◆ **AIM OF THE EXERCISE**: Return every entry exactly as written.
┏━━
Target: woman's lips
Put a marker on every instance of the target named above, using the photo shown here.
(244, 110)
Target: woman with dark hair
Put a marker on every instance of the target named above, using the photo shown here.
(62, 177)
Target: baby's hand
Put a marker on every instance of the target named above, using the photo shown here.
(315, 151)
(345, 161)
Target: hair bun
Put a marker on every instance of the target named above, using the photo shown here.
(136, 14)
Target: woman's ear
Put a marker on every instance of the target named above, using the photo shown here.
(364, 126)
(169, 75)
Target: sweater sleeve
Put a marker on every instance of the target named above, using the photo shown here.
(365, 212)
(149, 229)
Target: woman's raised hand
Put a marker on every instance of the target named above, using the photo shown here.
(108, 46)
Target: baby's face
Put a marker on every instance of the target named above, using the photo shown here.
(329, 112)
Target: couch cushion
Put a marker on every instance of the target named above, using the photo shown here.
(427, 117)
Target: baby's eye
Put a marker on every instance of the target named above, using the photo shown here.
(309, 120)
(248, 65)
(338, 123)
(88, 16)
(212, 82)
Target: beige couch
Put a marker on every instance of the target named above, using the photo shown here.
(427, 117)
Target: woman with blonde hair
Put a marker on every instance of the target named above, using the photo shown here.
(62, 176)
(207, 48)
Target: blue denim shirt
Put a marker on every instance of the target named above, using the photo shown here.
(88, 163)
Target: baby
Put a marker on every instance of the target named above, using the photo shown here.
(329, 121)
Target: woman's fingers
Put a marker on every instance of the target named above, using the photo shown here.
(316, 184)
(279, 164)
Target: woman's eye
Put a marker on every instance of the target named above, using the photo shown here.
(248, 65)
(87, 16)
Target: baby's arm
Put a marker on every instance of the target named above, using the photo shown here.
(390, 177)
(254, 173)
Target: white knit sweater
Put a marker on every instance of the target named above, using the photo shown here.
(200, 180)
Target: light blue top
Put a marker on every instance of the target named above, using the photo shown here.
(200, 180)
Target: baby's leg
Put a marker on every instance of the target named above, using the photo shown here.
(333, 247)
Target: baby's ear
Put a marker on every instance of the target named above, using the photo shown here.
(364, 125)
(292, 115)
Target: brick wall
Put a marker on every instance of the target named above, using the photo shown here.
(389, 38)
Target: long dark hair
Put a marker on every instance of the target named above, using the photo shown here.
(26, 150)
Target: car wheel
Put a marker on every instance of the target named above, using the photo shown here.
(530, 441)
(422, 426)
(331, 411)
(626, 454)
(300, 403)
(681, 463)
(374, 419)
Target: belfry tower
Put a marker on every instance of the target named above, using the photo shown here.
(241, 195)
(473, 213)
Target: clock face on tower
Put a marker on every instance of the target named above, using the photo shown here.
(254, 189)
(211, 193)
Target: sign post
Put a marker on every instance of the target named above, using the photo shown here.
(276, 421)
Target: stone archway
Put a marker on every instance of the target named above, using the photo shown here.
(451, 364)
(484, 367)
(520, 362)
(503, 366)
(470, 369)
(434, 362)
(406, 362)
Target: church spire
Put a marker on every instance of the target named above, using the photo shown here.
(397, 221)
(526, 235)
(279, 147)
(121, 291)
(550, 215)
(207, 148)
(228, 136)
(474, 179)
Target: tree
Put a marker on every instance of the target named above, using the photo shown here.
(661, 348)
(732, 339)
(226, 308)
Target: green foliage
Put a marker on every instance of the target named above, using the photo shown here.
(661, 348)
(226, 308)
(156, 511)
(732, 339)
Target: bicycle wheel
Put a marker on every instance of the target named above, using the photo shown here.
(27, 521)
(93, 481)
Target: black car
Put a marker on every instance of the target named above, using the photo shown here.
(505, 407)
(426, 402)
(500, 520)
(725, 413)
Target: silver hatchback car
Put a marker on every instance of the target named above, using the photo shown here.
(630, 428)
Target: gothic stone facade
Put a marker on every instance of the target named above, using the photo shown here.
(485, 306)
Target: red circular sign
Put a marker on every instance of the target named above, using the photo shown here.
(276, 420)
┗━━
◆ **TASK SOLUTION**:
Target: woman's lips
Put a marker on every instance of the target named above, using the photo shown here.
(244, 110)
Target: woman with dark hair
Put a marker on every instance of the target named above, using the photo shown here.
(62, 177)
Target: baby's hand
Put a marker on every instance of the target named above, using the photo shown here.
(315, 151)
(345, 161)
Target: hair bun
Put a marker on every instance of the target named above, using the photo shown here.
(136, 14)
Target: woman's ear
Put a marker on every instance of the target named above, using the photo shown here.
(364, 126)
(169, 75)
Target: sweater sleeve
Put a marker on every instance of the target named above, using the photo shown here.
(365, 212)
(149, 229)
Target: woman's raised hand
Put a marker on every instance of the target named above, using the photo shown here.
(108, 46)
Target: baby's face
Put a marker on every instance of the target named above, using the photo shown here.
(329, 112)
Target: couch cushion
Put a marker on every instance of the target named above, using the photo shown here.
(427, 117)
Target: baby's eye
Put a marker on every instance of the target named above, using the photo shown here.
(309, 120)
(248, 65)
(338, 123)
(88, 16)
(212, 82)
Target: beige couch
Put a marker on every instance of the target named above, using the photo shown here.
(427, 117)
Target: woman with blonde hair
Put a marker on every instance of the target named above, using the photo shown here.
(62, 176)
(207, 48)
Target: blue denim shirt
Put a marker on every instance of the target named above, using the photo shown here.
(88, 163)
Target: baby
Put a marker on every instance of the target named above, using the photo shown here.
(329, 121)
Target: woman's fingers
Put a marker on every instance of the target named above, using the photo shown here.
(316, 184)
(279, 164)
Target: woman's eye
Put a marker on every instance of the target named above, using the photo shown here.
(248, 65)
(87, 16)
Target: baby's arm
Put a marker on every instance of the target named above, using the photo shown here.
(390, 177)
(254, 173)
Target: white knit sweater
Put a marker on every instance of the target named above, using the photo shown here.
(200, 180)
Target: light blue top
Put a marker on every instance of the target named above, using the photo shown here.
(200, 180)
Target: baby's leg
Put a marker on every instance of the target named above, using the photo shown here.
(333, 247)
Target: baby's ear
Put a marker on every instance of the target named above, using the photo shown here.
(364, 125)
(292, 115)
Target: brick wall
Put a marker on every instance of the target named above, using the photo shown here.
(389, 38)
Target: long dark hair
Put a marker on every instance of the target named above, using the photo shown here.
(26, 150)
Target: car wheel
Put a marker on every instance of the target named above, using the photo shown here.
(530, 441)
(422, 426)
(331, 411)
(626, 454)
(300, 403)
(681, 463)
(374, 419)
Target: belfry tower
Put a marker on every instance of the target named above, using the photo shown here.
(241, 195)
(473, 213)
Target: clock face on tower
Put a marker on every instance of the target named above, using the photo shown here.
(254, 189)
(211, 193)
Target: sign post
Put a marker on every instance of the target named above, using the photo shown here.
(276, 421)
Target: stone archway
Put a marker on every instance of the target named above, using the photo shown here.
(451, 364)
(484, 367)
(520, 362)
(503, 366)
(470, 369)
(434, 362)
(406, 362)
Target: church spire
Put a marker on every instance of the target named above, using the photo shown here.
(397, 221)
(526, 235)
(279, 147)
(121, 291)
(550, 215)
(207, 148)
(228, 136)
(474, 179)
Target: tree
Put a marker on every instance of the target named above, using the photo shown here.
(661, 348)
(732, 339)
(226, 308)
Target: green foliage
Put a marker on every instance of the target named above, using the photo shown here.
(661, 348)
(226, 308)
(156, 511)
(732, 339)
Target: bicycle wheel
Put a marker on every instance of the target named above, using the photo shown here.
(27, 521)
(93, 481)
Target: black car
Put a marker on every instance of the target named above, using the photo shown here.
(505, 407)
(426, 402)
(500, 520)
(725, 413)
Target: silver hatchback car
Put a marker on every instance of the target named above, using the photo shown here.
(630, 428)
Target: gothic stone facade
Put a marker on every instance of the target named above, using the photo shown here.
(485, 306)
Target: red circular sign
Put a marker on every instance of the target named above, using the photo shown here.
(276, 420)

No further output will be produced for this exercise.